**Work to do**
Reproduce exactly the lines from the one containing "poster shown in this photo." through the last line of the records below, both included, and nothing else.

**Material for this exercise**
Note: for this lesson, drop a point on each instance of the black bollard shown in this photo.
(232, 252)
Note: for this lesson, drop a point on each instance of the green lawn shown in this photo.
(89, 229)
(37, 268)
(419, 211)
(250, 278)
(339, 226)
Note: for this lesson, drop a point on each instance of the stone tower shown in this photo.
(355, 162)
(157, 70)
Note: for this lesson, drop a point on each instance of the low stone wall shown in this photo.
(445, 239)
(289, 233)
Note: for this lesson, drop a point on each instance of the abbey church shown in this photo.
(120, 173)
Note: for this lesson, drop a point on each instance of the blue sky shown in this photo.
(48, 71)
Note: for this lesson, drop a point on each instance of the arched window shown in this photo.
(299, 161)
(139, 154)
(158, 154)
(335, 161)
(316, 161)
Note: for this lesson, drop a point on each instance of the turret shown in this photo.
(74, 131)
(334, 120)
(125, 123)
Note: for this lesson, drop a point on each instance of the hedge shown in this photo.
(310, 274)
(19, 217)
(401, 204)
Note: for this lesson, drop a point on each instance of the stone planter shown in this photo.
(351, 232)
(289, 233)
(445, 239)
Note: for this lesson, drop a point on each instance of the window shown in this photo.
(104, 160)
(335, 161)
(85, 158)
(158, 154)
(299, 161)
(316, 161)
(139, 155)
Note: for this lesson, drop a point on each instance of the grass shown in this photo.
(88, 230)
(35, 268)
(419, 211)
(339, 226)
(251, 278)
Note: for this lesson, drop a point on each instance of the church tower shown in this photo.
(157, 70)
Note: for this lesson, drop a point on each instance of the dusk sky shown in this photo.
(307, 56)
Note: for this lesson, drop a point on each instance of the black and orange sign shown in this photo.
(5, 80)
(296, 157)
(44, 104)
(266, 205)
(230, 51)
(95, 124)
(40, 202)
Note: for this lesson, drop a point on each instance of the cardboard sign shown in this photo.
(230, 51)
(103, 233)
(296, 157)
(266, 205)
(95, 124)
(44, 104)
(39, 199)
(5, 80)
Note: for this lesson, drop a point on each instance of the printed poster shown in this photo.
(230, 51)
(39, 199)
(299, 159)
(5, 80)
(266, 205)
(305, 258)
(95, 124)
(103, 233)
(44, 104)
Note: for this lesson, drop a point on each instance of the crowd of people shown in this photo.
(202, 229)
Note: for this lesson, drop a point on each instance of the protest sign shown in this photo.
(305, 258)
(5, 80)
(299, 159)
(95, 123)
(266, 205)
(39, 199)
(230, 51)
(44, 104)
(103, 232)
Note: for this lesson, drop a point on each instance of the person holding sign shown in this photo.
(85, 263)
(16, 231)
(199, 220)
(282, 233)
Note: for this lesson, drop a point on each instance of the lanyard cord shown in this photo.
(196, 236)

**Response to this task**
Note: for this lesson, drop a point on each instance of the printed poster shown in this photo.
(230, 51)
(39, 199)
(299, 159)
(5, 80)
(266, 205)
(305, 258)
(95, 124)
(103, 233)
(44, 104)
Note: for this lesson, drop a point on each instance of the crowd of people shown in this photo.
(202, 229)
Note: for this lesson, drop a point on each instance of the protest sign shown in this photo.
(305, 258)
(5, 80)
(299, 159)
(95, 123)
(266, 205)
(39, 199)
(230, 51)
(44, 104)
(103, 232)
Note: for this lesson, drop a point on each instance of the person holding sign shown in this photo.
(85, 263)
(16, 231)
(199, 220)
(282, 233)
Note: for this lesson, drop a point on each instance of the lanyard cord shown in this photo.
(196, 236)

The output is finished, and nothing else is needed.